▶ YOUR INSTRUCTIONS
With every picture left out, restate the listing below exactly as written.

*** Begin section ***

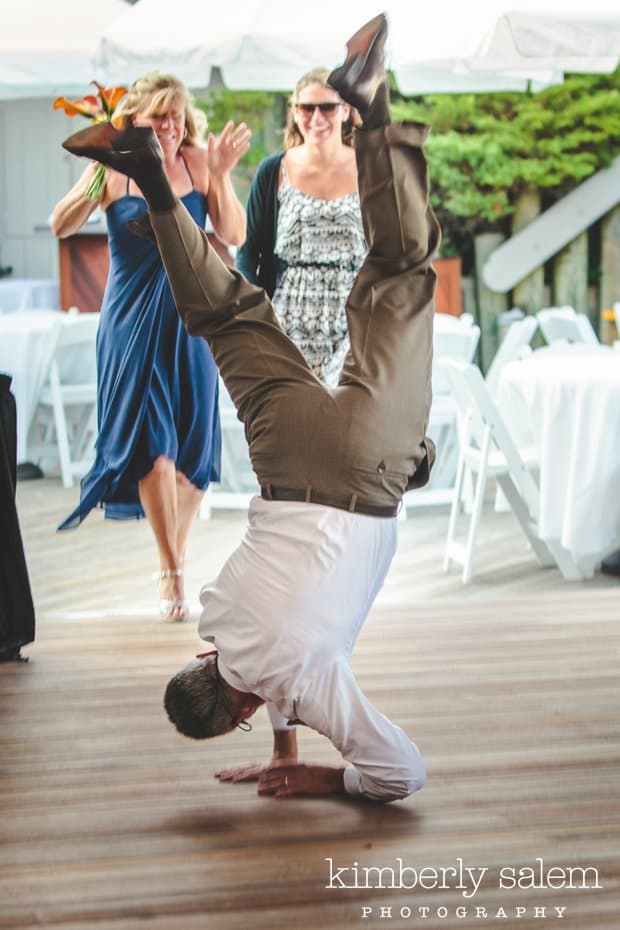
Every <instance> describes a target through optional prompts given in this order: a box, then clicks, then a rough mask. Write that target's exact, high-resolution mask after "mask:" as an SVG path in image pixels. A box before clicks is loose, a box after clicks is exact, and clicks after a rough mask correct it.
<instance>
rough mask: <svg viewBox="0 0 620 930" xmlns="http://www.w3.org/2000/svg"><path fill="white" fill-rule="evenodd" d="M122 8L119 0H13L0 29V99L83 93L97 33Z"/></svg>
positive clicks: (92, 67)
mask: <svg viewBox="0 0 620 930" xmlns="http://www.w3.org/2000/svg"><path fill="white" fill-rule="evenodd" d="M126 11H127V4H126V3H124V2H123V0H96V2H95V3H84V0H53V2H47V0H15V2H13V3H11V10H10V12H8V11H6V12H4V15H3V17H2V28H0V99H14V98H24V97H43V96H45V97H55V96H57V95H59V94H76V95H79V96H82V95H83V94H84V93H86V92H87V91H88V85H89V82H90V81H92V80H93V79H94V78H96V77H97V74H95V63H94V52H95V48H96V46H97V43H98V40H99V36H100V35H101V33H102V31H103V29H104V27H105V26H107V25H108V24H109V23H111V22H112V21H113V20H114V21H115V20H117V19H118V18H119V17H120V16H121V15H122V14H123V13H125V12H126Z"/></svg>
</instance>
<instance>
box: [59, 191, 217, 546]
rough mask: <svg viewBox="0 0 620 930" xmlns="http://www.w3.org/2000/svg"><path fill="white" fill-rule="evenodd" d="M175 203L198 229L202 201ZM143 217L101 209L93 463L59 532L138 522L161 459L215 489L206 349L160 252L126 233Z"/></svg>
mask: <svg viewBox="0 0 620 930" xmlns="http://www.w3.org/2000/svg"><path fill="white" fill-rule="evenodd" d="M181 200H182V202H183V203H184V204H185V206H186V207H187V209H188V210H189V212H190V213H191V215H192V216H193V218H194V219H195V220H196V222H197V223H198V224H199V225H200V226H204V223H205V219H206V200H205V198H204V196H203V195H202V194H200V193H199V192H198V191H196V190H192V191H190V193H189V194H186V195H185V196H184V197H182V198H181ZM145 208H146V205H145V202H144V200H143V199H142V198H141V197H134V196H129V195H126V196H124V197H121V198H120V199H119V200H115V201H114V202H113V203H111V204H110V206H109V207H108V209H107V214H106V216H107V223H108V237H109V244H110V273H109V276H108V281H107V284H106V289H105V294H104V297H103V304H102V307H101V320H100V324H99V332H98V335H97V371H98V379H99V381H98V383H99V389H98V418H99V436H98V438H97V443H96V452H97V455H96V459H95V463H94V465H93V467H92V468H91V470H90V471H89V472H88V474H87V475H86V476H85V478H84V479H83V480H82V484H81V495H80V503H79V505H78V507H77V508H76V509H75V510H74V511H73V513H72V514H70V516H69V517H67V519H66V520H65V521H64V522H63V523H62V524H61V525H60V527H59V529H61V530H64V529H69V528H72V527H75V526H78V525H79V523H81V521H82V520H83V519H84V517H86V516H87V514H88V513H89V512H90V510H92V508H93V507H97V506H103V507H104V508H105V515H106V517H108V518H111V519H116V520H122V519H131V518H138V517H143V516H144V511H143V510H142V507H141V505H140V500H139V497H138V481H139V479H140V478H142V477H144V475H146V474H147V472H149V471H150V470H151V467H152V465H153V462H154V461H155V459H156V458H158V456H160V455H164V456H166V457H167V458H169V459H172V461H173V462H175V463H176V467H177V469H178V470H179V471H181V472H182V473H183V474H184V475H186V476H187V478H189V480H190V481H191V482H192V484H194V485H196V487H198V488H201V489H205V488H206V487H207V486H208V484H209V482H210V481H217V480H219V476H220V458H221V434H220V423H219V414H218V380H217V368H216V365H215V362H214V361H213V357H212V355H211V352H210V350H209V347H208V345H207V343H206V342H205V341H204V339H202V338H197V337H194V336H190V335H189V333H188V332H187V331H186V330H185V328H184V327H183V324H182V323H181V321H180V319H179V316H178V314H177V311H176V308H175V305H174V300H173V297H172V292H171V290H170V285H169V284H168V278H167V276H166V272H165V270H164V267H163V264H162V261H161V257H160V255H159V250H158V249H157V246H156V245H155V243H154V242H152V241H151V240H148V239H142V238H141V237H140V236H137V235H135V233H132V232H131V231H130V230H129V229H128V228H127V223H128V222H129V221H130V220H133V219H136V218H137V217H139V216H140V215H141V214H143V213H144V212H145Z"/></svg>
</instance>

*** End section ***

▶ PROBLEM SOLUTION
Every <instance> describes a target through optional prompts given in this order: a box, then clicks, then a rough mask. Write that target's exact, high-resolution mask after "mask:" as an SVG path in image pixels. A box before clicks is loose, a box after clicks is exact, and clicks after a rough mask correct it.
<instance>
rough mask: <svg viewBox="0 0 620 930" xmlns="http://www.w3.org/2000/svg"><path fill="white" fill-rule="evenodd" d="M122 8L119 0H13L0 29V99L83 93L97 33Z"/></svg>
positive clicks: (92, 67)
mask: <svg viewBox="0 0 620 930" xmlns="http://www.w3.org/2000/svg"><path fill="white" fill-rule="evenodd" d="M126 11H127V4H126V3H124V2H123V0H96V2H95V3H84V0H53V2H47V0H15V2H13V3H11V10H10V12H8V11H6V12H4V15H3V17H2V28H0V99H14V98H24V97H43V96H45V97H55V96H57V95H59V94H76V95H79V96H82V95H83V94H84V93H86V92H87V91H88V85H89V82H90V81H92V80H93V79H94V78H96V77H97V74H95V63H94V52H95V48H96V46H97V43H98V40H99V36H100V35H101V33H102V31H103V29H104V27H105V26H107V25H108V24H109V23H111V22H112V21H113V20H114V21H115V20H117V19H118V18H119V17H120V16H121V15H122V14H123V13H125V12H126Z"/></svg>
</instance>
<instance>
box: [59, 191, 217, 546]
rough mask: <svg viewBox="0 0 620 930" xmlns="http://www.w3.org/2000/svg"><path fill="white" fill-rule="evenodd" d="M175 203L198 229L202 201ZM143 217L101 209L93 463L59 532L138 522L161 459L215 489L206 349L160 252L126 233Z"/></svg>
mask: <svg viewBox="0 0 620 930" xmlns="http://www.w3.org/2000/svg"><path fill="white" fill-rule="evenodd" d="M181 200H182V202H183V203H184V204H185V206H186V207H187V209H188V210H189V212H190V213H191V215H192V216H193V218H194V219H195V220H196V222H197V223H198V224H199V225H200V226H204V223H205V219H206V200H205V198H204V196H203V195H202V194H200V193H199V192H198V191H196V190H192V191H190V193H189V194H186V195H185V196H184V197H182V198H181ZM145 208H146V205H145V202H144V200H143V199H142V198H141V197H134V196H129V195H126V196H124V197H121V198H120V199H119V200H115V201H114V202H113V203H111V204H110V206H109V207H108V209H107V214H106V216H107V223H108V237H109V244H110V273H109V276H108V281H107V284H106V289H105V294H104V297H103V304H102V307H101V320H100V324H99V332H98V335H97V371H98V379H99V381H98V383H99V389H98V418H99V436H98V438H97V443H96V452H97V455H96V459H95V463H94V465H93V467H92V468H91V470H90V471H89V472H88V474H87V475H86V476H85V478H84V479H83V480H82V484H81V495H80V503H79V505H78V507H77V508H76V509H75V510H74V511H73V513H72V514H70V516H69V517H67V519H66V520H65V521H64V522H63V523H62V524H61V525H60V527H59V529H61V530H64V529H69V528H72V527H75V526H78V525H79V523H81V521H82V520H83V519H84V517H86V516H87V514H88V513H89V512H90V510H92V508H93V507H97V506H103V507H104V508H105V515H106V517H108V518H111V519H116V520H122V519H131V518H138V517H143V516H144V511H143V510H142V507H141V505H140V500H139V497H138V481H139V479H140V478H142V477H144V475H146V474H147V472H149V471H150V470H151V467H152V465H153V462H154V461H155V459H156V458H158V456H160V455H164V456H166V457H167V458H169V459H172V461H173V462H175V463H176V467H177V469H178V470H179V471H181V472H182V473H183V474H184V475H186V476H187V478H189V480H190V481H191V482H192V484H194V485H196V487H198V488H201V489H205V488H206V487H207V486H208V484H209V482H210V481H217V480H219V476H220V458H221V434H220V423H219V414H218V380H217V368H216V365H215V362H214V361H213V357H212V355H211V352H210V350H209V347H208V345H207V343H206V342H205V341H204V339H202V338H197V337H194V336H190V335H189V333H188V332H187V331H186V330H185V328H184V327H183V324H182V323H181V321H180V319H179V316H178V314H177V311H176V308H175V305H174V300H173V297H172V292H171V290H170V285H169V284H168V278H167V276H166V272H165V270H164V267H163V264H162V261H161V257H160V255H159V250H158V249H157V246H156V245H155V243H154V242H152V241H151V240H148V239H142V238H141V237H140V236H137V235H135V233H132V232H131V231H130V230H129V229H128V228H127V223H128V222H129V221H130V220H133V219H136V218H137V217H139V216H140V215H141V214H143V213H144V212H145Z"/></svg>
</instance>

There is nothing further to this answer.